(Part of a data file)

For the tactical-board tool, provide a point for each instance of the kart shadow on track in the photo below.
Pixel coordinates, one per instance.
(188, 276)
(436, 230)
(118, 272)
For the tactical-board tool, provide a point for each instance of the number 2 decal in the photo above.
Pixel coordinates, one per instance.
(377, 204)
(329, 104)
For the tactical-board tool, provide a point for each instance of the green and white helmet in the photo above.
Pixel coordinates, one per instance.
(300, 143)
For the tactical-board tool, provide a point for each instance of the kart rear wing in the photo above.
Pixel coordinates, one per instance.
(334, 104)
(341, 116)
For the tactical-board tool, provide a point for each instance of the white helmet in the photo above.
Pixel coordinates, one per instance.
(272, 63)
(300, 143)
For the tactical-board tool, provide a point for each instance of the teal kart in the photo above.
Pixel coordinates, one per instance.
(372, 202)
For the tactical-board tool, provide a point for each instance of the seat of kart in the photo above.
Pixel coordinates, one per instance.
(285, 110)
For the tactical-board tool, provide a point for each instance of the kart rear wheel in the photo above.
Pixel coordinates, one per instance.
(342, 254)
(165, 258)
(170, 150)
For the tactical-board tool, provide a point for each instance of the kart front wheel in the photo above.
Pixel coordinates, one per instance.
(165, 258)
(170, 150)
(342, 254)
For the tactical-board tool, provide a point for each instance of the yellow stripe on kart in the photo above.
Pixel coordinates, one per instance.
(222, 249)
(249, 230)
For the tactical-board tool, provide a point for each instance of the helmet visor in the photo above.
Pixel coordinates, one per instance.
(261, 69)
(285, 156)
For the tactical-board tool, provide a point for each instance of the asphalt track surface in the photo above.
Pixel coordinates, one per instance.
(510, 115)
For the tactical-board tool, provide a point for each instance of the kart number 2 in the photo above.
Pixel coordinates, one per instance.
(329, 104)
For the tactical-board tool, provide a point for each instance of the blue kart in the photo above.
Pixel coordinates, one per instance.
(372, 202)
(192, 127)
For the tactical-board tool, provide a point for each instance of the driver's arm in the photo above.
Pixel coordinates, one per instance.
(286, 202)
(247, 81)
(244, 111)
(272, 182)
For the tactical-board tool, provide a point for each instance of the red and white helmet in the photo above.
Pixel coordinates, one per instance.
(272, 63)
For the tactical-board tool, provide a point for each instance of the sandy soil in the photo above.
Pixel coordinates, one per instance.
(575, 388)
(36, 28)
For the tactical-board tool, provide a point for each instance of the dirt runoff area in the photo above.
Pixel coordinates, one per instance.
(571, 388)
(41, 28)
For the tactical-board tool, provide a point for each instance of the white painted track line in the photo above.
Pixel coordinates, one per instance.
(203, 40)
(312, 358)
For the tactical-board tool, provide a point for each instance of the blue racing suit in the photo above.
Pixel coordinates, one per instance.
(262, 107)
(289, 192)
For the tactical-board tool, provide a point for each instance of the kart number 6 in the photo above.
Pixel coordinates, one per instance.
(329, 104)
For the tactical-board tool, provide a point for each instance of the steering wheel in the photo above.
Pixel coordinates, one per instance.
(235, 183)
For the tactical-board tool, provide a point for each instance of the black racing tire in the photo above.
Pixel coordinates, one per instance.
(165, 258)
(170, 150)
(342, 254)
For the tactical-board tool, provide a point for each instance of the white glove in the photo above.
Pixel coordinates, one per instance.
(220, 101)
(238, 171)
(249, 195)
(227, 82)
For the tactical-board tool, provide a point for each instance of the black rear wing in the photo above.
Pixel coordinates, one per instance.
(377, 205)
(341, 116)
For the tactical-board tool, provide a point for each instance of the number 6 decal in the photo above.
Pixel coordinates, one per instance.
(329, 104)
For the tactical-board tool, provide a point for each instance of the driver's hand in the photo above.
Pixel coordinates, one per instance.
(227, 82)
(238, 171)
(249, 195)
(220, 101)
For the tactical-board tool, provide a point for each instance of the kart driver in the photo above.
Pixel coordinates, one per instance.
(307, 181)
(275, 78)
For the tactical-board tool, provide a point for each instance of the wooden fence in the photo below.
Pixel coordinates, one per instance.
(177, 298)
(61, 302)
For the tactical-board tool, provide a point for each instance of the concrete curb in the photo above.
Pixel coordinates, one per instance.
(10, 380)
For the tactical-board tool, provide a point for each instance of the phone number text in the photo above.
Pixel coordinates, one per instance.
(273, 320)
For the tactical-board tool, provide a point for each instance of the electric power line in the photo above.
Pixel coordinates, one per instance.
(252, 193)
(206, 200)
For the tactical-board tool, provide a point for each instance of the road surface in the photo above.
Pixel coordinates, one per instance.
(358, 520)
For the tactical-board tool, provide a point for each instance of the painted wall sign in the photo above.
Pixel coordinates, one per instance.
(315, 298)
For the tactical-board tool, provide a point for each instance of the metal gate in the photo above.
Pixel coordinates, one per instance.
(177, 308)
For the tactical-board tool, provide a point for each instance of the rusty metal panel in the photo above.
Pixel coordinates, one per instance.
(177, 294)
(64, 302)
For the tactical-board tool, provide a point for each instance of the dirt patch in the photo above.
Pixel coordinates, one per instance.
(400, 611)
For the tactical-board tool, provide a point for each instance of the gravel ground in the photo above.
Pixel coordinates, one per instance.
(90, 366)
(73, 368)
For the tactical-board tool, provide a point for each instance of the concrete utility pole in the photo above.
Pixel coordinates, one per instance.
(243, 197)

**What this task involves**
Extract the lines above from the one containing "road surface in the photo above." to the last line, both included, exactly as written.

**Written solution**
For the tactical-board tool, provide a point for each instance of the road surface in the photo above.
Pixel coordinates, one per instance.
(358, 520)
For the tactical-board tool, provide a point for each instance of the painted wall sign in the photo above.
Pixel coordinates, one per instance.
(315, 298)
For the tactical-board tool, provide a point for each instance of the metal gate in the photo above.
Pixel coordinates, one per instance.
(177, 308)
For the tactical-board tool, provide a point for each instance of the rusty metal panel in the photo above.
Pixel coordinates, one per instance.
(177, 294)
(64, 302)
For the tactical-board tool, provide a point for each instance of the dirt patch in the photo above.
Pixel coordinates, one per instance.
(400, 611)
For the tactical-board tool, provide a point for each instance of the gravel ground in the photo above.
Pixel coordinates, one per instance.
(90, 366)
(73, 368)
For the tactical-board tool, provide a point for each instance of the concrete utility pole in the photo above.
Pixel coordinates, one per instance.
(243, 197)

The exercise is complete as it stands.